*Brief*:
Please copy the records word for word, starting at the line that contains "Draw the outline of every instance of the **curved" and ending at the line that contains "[[[63,91],[70,119],[78,125],[78,41],[75,0],[53,0]]]", both included.

*Supplied data*:
--- Start ---
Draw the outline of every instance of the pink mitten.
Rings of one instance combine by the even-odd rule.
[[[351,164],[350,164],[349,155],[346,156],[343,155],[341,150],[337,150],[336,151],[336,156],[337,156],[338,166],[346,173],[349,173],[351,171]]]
--- End ---
--- Start ---
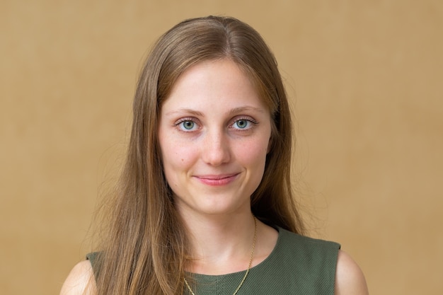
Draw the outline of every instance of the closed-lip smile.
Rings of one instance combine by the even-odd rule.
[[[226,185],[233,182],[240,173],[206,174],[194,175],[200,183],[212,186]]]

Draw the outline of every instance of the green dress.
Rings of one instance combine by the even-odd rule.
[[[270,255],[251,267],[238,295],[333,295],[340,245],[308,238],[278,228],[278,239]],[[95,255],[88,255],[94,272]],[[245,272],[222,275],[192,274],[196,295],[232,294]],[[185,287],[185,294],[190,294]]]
--- End ---
--- Start ---
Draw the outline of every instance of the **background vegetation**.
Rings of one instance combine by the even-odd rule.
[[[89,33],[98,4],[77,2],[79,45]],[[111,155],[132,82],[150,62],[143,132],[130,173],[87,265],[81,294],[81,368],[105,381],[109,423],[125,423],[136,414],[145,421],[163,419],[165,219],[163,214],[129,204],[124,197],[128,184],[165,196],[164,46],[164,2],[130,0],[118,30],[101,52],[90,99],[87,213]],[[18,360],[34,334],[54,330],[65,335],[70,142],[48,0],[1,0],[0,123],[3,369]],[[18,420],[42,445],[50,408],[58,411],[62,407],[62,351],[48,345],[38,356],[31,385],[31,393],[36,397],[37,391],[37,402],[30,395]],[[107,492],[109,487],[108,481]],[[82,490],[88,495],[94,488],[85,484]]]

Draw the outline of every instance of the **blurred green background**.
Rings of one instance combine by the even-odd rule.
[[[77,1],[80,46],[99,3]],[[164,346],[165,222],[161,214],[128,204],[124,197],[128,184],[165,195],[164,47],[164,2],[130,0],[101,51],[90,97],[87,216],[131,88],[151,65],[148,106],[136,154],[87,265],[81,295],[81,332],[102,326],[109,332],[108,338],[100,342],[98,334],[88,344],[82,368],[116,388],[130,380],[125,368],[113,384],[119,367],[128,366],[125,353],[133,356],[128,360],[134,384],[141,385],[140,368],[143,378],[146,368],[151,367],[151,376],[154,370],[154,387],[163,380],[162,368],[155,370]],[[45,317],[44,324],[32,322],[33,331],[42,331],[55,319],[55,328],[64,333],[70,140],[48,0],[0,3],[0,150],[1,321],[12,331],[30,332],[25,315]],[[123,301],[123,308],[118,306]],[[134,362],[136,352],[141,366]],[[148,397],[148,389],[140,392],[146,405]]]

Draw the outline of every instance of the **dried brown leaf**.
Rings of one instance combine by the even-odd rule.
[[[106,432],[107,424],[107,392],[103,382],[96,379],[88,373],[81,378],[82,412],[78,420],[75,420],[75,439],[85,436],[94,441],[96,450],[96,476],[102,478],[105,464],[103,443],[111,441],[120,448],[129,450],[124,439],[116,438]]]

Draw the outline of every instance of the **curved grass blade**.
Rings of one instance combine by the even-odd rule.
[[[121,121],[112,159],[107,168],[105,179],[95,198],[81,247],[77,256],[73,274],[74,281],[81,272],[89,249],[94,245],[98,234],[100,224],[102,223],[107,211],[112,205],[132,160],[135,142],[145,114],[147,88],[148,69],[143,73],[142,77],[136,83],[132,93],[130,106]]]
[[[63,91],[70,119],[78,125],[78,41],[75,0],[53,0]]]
--- End ---
*Completed task*:
Draw the outline of every instance of the **curved grass blade**.
Rings of one instance combine by the even-odd rule.
[[[121,121],[112,159],[107,168],[105,179],[95,198],[81,247],[77,256],[73,274],[74,281],[81,272],[89,249],[94,245],[98,234],[100,224],[102,223],[107,211],[112,205],[132,160],[135,142],[145,114],[147,88],[148,69],[143,73],[142,77],[136,83],[132,93],[130,106]]]
[[[63,91],[70,119],[78,125],[78,41],[75,0],[53,0]]]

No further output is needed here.